+++ Supplied data
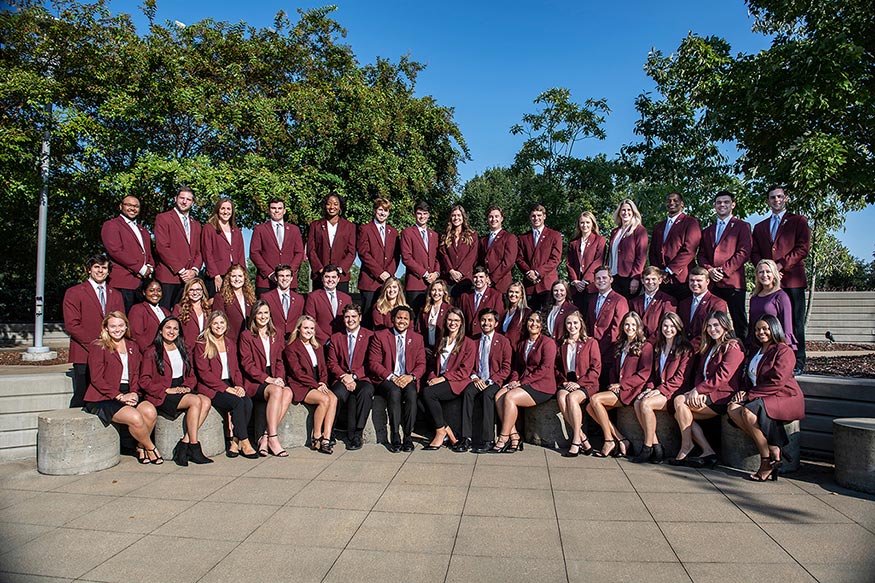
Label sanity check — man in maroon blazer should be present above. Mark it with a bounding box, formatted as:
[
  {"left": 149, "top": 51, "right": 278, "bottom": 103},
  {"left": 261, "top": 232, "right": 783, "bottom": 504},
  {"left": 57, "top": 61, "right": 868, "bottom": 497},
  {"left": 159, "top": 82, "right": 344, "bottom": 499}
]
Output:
[
  {"left": 155, "top": 186, "right": 204, "bottom": 310},
  {"left": 368, "top": 306, "right": 425, "bottom": 453},
  {"left": 649, "top": 192, "right": 702, "bottom": 301},
  {"left": 249, "top": 198, "right": 304, "bottom": 296},
  {"left": 678, "top": 267, "right": 729, "bottom": 350},
  {"left": 459, "top": 265, "right": 503, "bottom": 338},
  {"left": 307, "top": 193, "right": 355, "bottom": 294},
  {"left": 304, "top": 265, "right": 352, "bottom": 346},
  {"left": 697, "top": 190, "right": 752, "bottom": 338},
  {"left": 100, "top": 196, "right": 155, "bottom": 313},
  {"left": 62, "top": 255, "right": 125, "bottom": 407},
  {"left": 750, "top": 186, "right": 811, "bottom": 374},
  {"left": 477, "top": 206, "right": 519, "bottom": 294},
  {"left": 401, "top": 202, "right": 441, "bottom": 314},
  {"left": 516, "top": 204, "right": 562, "bottom": 310},
  {"left": 356, "top": 198, "right": 401, "bottom": 327}
]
++++++
*Given task*
Update the entries above by replacing "maroon" with "gray" and keeping every other part the same. Leave the pictures out of your answer.

*Response to the task*
Label sanity check — man in gray blazer should be present above. Mark it with a bounding box, formatted as:
[
  {"left": 149, "top": 51, "right": 278, "bottom": 103},
  {"left": 261, "top": 232, "right": 783, "bottom": 504},
  {"left": 57, "top": 61, "right": 868, "bottom": 497},
  {"left": 159, "top": 82, "right": 344, "bottom": 499}
]
Output:
[
  {"left": 155, "top": 186, "right": 204, "bottom": 310},
  {"left": 368, "top": 306, "right": 425, "bottom": 453},
  {"left": 649, "top": 192, "right": 702, "bottom": 301},
  {"left": 249, "top": 198, "right": 304, "bottom": 296},
  {"left": 678, "top": 267, "right": 729, "bottom": 350},
  {"left": 459, "top": 265, "right": 503, "bottom": 338},
  {"left": 307, "top": 193, "right": 355, "bottom": 294},
  {"left": 304, "top": 265, "right": 352, "bottom": 346},
  {"left": 697, "top": 190, "right": 752, "bottom": 338},
  {"left": 100, "top": 196, "right": 155, "bottom": 313},
  {"left": 62, "top": 255, "right": 125, "bottom": 407},
  {"left": 750, "top": 186, "right": 811, "bottom": 374},
  {"left": 477, "top": 206, "right": 519, "bottom": 294},
  {"left": 401, "top": 202, "right": 441, "bottom": 314},
  {"left": 516, "top": 204, "right": 562, "bottom": 310},
  {"left": 356, "top": 198, "right": 401, "bottom": 327}
]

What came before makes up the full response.